## Описание задания
Воспроизведите без изменений часть фрагмента о женщинах в политической жизни Ирана, которая открывается словами, содержащими «19. Репина Л.П.», и завершается словами «2011. P. 128.».

## Предложенный фрагмент
+ + +
18. Занан. 1991. № 1.

19. Репина Л.П. Указ. соч. С. 89–90.

20. Муджтахид – ученый-богослов, обладающий правом выносить самостоятельное решение по важным вопросам мусульманского права и норм социального поведения, высший духовный авторитет.

21. Vakil S. Women and Politics in the Islamic Republic of Iran: Action and Reaction. London; New York, 2011. P. 128.
18 Вызвав искренний энтузиазм женщин, это движение зашло в тупик, превратившись в рутину. Так, Азам Талегани, известная правозащитница, дочь влиятельного муджтахида Махмуда Талегани, пять раз проходила процедуру регистрации, но каждый раз ее останавливал отказ Совета стражей Конституции из-за якобы отсутствия у нее, как, впрочем, и у других кандидаток, необходимой квалификации – решение, которое не комментируется и не оспаривается22. Талегани не раз говорила, что готова умереть на ступенях министерства, и последний раз поднималась по ним в возрасте далеко за 70. Подобная кажущаяся безнадежной настойчивость имеет прочное религиозное обоснование, поскольку преодоление трудностей при совершении благого дела лишь преумножает духовный смысл поступка. Охлаждению общественного энтузиазма способствовала и цикличность в политической жизни Ирана, достигавшая своего пика раз в четыре года во время президентских выборов, за которыми следовало затишье.
22. Sedghi H. Women and Politics in Iran. Veiling, Unveiling, and Reveiling. New York, 2007. P. 265.
19 Эти усилия в определенной степени обесценил пропагандистский ход неоконсерватора Ахмадинежада, который во время второго срока президентства (2009–2013) представил парламенту кандидатуры сразу трех женщин в качестве потенциальных министров образования, здравоохранения и социального обеспечения, но сумел отстоять только одну кандидатуру, заранее согласованную с консервативной религиозной организацией «Джамеэ-йе Зейнаб» («Общество Зейнаб»).
20 1990-е годы стали периодом постепенного дрейфа в сторону реформирования многих религиозных женских организаций. Характерным образцом такой эволюции может служить и «Общество Зейнаб», члены которого в первые постреволюционные годы были известны как добровольные блюстительницы женской уличной нравственности. К 1990-м годам оно превратилось во влиятельную структуру, курировавшую восемь религиозных школ и центров по изучению Корана, а в 2007 г. поставило перед собой весьма амбициозную задачу ввести шесть женщин-муджтахидов в Совет стражей революции, который обладает правом смещать рахбара и контролировать его деятельность23.
+ + +
## Извлечённые данные
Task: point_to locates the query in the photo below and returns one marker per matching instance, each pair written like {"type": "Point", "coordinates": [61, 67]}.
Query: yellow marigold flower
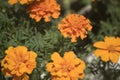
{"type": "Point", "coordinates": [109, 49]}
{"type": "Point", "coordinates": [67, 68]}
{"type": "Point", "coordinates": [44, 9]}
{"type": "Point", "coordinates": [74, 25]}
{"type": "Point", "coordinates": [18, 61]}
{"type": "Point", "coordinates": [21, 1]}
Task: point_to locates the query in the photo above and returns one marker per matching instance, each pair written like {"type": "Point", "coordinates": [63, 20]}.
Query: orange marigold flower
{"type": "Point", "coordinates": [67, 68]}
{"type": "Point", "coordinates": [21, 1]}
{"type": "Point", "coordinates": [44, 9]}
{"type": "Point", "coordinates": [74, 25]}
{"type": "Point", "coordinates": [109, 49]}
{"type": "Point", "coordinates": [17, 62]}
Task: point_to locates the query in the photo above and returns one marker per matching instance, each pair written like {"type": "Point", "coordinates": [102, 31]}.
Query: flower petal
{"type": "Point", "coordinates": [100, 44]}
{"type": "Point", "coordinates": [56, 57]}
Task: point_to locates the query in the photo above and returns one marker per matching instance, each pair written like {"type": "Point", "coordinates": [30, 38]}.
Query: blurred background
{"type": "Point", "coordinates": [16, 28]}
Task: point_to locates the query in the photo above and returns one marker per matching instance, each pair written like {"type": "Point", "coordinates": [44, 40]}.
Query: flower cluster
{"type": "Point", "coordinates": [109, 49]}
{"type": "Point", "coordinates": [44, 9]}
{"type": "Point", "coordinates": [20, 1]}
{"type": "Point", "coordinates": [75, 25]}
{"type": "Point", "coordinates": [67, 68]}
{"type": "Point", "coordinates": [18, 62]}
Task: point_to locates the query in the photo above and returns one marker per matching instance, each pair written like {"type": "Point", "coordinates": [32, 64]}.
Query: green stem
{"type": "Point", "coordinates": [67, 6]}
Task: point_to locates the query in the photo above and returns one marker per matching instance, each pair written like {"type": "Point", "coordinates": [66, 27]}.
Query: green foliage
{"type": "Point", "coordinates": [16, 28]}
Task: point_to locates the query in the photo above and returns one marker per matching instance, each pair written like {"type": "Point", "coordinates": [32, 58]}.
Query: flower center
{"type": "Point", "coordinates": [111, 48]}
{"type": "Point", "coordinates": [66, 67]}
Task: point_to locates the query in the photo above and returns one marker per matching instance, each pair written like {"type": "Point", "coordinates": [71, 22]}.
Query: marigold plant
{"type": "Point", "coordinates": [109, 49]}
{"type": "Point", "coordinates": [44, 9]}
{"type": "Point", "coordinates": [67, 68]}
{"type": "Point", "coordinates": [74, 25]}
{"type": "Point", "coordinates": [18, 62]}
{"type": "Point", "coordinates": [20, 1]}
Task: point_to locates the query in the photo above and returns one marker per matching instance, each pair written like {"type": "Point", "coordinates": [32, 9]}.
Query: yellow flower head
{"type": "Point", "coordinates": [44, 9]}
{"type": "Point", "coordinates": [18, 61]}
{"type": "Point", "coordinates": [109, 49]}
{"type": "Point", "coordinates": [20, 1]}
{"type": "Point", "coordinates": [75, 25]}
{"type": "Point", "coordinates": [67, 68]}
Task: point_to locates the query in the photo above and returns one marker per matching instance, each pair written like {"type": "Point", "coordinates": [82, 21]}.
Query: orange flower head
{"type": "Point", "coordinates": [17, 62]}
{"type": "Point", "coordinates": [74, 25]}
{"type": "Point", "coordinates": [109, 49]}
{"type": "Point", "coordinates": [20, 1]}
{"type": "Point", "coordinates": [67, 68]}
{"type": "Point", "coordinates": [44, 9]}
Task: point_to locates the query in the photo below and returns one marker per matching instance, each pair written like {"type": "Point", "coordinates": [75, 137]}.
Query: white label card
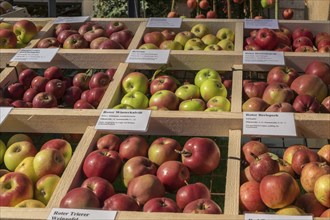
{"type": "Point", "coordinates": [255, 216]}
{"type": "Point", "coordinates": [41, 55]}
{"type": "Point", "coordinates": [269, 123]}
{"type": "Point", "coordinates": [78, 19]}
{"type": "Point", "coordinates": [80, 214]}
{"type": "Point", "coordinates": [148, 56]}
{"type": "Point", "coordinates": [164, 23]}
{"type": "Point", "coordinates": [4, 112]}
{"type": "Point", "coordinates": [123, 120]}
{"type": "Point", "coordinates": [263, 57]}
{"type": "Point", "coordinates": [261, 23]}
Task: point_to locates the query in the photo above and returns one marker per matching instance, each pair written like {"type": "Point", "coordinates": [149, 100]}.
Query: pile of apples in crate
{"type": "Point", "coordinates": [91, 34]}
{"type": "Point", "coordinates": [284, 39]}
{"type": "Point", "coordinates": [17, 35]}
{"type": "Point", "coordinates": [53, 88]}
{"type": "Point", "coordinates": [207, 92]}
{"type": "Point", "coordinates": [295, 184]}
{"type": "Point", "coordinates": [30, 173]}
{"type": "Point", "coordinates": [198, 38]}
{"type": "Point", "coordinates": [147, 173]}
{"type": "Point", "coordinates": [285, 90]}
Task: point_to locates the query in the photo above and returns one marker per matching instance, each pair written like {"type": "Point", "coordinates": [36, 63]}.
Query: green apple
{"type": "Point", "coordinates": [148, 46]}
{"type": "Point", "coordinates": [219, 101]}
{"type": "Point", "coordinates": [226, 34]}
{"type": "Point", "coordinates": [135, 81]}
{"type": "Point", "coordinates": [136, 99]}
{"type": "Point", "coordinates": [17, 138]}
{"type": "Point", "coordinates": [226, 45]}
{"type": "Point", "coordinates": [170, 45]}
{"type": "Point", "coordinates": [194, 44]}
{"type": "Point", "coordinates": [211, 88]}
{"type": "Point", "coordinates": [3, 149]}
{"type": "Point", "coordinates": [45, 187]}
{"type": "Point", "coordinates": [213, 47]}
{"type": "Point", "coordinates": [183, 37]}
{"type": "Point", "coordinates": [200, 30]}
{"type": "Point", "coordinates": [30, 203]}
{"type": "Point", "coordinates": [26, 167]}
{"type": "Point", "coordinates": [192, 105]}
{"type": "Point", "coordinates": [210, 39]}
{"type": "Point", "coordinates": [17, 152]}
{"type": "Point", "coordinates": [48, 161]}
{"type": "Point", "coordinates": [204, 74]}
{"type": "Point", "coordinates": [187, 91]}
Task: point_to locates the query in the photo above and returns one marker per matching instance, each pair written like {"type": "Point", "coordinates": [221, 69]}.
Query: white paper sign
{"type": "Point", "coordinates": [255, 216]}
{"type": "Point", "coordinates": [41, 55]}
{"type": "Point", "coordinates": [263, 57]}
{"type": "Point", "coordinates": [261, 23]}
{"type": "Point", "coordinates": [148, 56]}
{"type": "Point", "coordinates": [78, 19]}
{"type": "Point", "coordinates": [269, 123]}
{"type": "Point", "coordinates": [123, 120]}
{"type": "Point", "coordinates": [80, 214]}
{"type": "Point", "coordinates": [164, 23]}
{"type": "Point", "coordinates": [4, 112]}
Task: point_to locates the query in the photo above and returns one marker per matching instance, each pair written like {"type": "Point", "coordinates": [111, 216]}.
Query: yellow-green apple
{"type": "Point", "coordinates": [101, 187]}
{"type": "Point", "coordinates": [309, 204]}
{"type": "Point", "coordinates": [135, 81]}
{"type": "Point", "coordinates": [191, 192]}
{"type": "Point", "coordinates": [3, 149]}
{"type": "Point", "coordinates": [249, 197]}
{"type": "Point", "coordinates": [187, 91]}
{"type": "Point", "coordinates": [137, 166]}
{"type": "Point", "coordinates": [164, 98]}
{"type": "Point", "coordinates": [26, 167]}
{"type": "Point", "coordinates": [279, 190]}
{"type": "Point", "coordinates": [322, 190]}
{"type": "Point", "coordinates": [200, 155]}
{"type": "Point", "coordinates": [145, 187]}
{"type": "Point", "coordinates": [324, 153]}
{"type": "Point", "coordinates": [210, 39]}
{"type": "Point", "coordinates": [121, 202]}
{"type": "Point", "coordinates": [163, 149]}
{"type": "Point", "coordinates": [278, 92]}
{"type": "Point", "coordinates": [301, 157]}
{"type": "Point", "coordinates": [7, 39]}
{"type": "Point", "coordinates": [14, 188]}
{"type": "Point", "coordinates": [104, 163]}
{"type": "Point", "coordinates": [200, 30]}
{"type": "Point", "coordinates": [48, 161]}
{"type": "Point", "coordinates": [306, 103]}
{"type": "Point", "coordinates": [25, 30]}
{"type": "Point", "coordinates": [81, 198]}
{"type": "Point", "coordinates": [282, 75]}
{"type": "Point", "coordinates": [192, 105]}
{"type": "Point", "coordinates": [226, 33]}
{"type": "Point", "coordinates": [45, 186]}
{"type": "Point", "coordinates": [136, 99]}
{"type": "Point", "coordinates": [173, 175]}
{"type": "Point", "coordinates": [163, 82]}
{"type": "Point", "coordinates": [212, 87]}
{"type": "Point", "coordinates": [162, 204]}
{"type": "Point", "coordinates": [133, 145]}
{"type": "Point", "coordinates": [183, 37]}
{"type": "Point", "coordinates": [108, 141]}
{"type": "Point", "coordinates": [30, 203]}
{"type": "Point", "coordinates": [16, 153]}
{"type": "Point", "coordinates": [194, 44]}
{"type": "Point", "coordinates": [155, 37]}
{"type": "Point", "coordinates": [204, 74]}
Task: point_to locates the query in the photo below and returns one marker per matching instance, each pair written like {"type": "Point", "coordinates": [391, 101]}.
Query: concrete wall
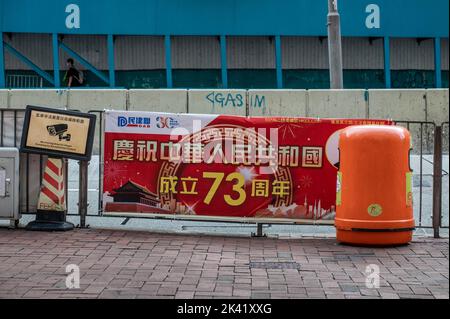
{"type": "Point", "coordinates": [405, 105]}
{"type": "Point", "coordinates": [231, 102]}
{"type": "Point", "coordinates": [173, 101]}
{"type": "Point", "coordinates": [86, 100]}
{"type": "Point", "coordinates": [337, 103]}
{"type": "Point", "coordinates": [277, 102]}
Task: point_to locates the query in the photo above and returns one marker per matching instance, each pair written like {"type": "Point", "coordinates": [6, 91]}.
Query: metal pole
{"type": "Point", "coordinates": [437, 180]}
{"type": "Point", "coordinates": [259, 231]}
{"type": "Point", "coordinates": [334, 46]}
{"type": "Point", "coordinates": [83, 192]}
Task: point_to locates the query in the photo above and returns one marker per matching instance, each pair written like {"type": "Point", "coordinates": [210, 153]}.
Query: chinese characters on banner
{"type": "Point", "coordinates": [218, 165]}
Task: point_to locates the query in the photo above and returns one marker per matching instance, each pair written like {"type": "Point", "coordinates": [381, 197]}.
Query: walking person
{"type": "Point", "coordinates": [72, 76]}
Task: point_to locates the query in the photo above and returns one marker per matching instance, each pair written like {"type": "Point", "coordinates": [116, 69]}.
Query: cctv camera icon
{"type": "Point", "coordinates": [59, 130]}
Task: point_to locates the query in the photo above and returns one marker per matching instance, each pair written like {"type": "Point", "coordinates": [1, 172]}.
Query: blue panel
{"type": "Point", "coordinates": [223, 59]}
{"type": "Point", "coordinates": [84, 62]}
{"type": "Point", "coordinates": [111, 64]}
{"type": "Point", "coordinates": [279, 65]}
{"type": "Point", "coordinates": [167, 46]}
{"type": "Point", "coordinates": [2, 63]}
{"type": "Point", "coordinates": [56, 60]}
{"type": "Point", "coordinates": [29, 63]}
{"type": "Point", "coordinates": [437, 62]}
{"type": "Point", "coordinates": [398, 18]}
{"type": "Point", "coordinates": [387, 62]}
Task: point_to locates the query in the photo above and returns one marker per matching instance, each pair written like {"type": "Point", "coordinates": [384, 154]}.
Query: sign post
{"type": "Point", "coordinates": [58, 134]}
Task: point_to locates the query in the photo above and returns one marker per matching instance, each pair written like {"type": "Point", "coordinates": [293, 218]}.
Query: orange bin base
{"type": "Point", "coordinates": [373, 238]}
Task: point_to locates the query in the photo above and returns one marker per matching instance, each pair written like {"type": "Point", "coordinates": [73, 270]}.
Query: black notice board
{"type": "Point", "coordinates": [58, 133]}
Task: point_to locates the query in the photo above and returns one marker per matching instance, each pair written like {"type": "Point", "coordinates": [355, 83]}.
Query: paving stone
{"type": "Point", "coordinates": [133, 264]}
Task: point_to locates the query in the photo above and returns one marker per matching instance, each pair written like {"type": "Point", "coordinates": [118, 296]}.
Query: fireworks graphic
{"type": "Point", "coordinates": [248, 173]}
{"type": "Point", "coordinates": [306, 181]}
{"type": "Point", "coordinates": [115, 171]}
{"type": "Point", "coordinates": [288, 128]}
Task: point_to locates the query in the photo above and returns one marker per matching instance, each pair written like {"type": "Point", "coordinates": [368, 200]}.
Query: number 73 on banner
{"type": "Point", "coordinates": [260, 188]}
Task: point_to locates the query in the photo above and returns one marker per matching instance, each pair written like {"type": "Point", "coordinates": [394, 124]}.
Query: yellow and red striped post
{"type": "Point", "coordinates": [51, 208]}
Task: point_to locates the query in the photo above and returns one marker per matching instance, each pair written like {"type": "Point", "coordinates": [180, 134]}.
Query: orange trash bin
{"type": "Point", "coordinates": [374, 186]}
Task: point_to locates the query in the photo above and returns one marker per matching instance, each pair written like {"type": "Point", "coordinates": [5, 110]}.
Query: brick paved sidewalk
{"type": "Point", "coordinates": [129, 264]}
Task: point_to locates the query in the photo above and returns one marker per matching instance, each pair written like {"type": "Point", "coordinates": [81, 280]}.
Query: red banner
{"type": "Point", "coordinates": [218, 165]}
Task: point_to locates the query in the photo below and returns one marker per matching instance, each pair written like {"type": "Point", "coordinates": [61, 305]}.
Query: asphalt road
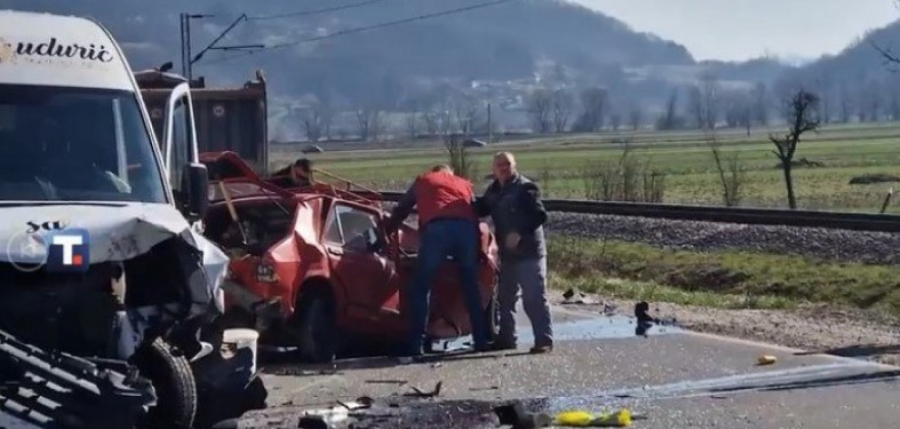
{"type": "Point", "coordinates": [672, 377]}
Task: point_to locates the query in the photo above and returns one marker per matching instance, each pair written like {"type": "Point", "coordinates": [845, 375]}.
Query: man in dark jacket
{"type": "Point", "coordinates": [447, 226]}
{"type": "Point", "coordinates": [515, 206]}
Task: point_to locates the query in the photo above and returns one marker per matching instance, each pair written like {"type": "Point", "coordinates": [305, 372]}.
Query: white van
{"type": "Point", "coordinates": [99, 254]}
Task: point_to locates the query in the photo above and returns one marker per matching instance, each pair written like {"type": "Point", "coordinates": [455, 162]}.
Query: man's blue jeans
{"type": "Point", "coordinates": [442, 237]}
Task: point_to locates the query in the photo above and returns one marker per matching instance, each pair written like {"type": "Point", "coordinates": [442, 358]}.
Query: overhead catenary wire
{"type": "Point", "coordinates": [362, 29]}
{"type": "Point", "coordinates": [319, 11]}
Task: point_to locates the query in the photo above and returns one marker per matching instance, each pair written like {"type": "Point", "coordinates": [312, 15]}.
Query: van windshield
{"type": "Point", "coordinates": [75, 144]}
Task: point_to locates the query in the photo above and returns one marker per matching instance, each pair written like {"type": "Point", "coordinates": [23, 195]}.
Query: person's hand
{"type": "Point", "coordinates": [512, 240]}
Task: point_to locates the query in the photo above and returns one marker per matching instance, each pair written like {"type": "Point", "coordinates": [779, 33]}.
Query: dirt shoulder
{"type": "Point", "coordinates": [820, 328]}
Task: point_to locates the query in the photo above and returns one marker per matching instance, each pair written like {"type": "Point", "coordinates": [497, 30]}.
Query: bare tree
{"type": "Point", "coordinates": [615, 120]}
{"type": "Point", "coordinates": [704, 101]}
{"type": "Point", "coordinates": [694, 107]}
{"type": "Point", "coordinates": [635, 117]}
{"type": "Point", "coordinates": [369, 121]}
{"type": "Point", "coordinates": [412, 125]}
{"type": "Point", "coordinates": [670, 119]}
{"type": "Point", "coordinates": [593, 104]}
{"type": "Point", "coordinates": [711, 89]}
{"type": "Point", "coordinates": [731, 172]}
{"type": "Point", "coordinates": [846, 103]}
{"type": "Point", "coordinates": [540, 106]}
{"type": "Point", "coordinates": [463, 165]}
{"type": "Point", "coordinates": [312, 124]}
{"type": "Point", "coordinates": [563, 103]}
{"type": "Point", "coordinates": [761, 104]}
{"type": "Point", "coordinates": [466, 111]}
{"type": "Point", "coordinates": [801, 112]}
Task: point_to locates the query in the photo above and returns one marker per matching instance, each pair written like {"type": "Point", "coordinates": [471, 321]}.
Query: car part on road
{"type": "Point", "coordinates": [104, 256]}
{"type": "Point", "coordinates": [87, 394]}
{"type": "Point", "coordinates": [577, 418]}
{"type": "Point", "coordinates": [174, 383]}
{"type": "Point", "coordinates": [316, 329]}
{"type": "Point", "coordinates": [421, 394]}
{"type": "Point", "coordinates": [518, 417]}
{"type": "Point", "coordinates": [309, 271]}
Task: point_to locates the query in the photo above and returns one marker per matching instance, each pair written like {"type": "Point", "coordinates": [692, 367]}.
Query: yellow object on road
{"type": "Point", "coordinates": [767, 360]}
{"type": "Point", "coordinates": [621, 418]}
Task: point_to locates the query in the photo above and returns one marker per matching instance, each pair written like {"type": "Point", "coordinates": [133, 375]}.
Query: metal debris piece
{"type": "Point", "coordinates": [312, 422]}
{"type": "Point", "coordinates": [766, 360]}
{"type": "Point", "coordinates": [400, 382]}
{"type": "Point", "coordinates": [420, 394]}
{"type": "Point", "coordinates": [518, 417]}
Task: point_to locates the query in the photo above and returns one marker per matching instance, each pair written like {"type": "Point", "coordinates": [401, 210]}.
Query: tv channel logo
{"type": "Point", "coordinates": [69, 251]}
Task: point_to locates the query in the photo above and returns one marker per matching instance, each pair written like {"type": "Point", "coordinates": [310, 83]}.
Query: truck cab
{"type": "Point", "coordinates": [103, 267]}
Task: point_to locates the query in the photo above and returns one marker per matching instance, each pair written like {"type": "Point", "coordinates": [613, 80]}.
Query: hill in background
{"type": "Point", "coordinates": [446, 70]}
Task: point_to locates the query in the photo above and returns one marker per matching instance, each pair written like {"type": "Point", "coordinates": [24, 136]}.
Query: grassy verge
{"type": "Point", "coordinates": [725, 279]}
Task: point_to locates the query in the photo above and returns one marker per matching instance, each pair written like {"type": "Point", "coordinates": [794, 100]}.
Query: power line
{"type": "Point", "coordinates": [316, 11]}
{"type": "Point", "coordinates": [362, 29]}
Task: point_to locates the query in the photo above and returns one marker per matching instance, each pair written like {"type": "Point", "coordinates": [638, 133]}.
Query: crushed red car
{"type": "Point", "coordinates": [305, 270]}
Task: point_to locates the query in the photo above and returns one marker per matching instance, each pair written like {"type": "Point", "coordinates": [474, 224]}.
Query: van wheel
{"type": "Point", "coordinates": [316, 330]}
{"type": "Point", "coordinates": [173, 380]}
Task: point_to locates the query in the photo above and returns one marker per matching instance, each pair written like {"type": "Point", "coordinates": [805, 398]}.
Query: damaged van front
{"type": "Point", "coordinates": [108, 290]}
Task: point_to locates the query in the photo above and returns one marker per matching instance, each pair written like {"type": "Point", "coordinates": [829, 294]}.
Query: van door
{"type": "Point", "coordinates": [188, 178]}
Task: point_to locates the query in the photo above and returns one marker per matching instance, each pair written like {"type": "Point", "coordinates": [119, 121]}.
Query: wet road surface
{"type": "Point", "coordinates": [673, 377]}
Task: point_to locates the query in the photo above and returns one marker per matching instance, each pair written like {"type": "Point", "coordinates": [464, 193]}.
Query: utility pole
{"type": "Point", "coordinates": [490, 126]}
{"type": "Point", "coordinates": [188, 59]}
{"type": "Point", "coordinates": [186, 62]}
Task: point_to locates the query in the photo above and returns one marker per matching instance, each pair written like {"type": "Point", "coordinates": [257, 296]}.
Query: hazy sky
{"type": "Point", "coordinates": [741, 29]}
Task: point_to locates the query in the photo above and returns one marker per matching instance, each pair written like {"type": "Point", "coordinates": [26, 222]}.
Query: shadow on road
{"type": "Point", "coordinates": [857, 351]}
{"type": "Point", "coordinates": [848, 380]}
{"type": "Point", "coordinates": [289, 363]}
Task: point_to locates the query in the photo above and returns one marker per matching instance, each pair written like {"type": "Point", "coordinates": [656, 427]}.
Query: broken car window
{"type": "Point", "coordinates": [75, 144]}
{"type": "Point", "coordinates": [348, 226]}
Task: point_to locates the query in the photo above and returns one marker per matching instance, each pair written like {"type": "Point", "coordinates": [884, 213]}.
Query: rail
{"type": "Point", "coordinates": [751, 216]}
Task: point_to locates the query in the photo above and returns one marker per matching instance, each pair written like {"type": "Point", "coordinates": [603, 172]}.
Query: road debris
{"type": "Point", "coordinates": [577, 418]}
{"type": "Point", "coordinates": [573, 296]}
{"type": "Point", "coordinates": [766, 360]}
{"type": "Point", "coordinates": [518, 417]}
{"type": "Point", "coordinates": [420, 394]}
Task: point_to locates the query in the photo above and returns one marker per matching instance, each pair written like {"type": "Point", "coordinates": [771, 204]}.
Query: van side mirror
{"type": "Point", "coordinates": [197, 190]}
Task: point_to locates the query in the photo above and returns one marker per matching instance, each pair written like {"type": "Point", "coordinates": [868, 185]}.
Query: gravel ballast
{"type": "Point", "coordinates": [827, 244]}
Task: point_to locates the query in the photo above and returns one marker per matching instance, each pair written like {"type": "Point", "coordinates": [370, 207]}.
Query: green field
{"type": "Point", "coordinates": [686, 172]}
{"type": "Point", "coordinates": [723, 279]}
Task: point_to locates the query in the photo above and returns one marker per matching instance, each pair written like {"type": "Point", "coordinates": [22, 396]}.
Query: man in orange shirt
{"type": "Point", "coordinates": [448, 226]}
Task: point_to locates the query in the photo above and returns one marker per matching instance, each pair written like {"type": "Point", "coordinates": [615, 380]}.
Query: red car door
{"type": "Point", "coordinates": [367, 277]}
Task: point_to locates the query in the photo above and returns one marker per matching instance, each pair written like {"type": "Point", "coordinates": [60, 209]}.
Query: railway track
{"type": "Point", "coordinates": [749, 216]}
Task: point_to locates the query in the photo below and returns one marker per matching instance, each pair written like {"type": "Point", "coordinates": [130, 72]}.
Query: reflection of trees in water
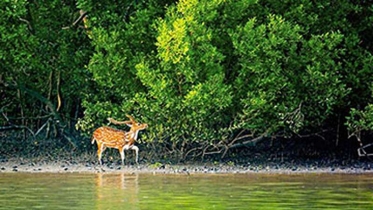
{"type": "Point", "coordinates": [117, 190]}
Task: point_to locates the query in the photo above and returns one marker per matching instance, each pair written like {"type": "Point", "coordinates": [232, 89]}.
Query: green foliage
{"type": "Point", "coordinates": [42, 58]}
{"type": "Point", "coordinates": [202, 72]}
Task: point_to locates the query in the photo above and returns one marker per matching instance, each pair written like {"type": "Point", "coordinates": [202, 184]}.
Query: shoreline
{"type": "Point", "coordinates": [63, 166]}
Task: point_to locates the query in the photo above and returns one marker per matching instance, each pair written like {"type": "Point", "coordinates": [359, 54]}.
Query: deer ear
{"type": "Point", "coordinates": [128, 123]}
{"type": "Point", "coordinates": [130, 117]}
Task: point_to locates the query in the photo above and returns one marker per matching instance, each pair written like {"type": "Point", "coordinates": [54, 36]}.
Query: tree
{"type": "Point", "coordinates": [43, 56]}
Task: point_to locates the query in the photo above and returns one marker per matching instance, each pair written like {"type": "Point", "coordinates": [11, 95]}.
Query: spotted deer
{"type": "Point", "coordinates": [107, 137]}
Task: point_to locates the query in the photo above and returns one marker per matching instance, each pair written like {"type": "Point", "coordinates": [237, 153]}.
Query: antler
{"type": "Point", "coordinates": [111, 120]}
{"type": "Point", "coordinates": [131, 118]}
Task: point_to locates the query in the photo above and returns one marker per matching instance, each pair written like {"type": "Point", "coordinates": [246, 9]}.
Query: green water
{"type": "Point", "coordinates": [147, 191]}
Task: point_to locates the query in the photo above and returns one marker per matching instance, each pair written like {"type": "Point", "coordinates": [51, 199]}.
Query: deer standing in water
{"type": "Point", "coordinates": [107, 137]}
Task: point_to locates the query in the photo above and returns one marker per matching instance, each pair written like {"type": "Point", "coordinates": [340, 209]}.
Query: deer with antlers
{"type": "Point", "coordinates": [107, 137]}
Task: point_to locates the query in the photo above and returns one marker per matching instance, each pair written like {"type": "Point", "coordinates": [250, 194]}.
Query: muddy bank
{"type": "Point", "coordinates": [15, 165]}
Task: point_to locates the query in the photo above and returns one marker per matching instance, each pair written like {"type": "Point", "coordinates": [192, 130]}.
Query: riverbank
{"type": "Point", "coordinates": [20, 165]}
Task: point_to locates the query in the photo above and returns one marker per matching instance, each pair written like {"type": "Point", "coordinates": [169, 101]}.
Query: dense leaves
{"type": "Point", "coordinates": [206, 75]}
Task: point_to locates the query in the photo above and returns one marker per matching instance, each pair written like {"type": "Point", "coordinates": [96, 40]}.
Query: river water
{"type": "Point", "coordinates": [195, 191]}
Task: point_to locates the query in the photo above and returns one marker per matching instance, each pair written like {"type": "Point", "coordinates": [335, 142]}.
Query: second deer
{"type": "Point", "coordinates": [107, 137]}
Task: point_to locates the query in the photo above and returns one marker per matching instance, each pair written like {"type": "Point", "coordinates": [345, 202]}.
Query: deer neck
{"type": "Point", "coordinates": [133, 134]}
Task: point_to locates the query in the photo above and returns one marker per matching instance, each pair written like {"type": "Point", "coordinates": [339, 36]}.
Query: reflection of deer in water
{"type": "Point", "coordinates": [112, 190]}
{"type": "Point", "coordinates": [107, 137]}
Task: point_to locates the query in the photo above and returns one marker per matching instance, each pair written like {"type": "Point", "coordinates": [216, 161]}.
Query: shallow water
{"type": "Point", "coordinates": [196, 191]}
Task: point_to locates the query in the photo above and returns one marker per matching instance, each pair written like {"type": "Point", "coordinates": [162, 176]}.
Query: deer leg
+ + +
## Результат выполнения
19. Репина Л.П. Указ. соч. С. 89–90.

20. Муджтахид – ученый-богослов, обладающий правом выносить самостоятельное решение по важным вопросам мусульманского права и норм социального поведения, высший духовный авторитет.

21. Vakil S. Women and Politics in the Islamic Republic of Iran: Action and Reaction. London; New York, 2011. P. 128.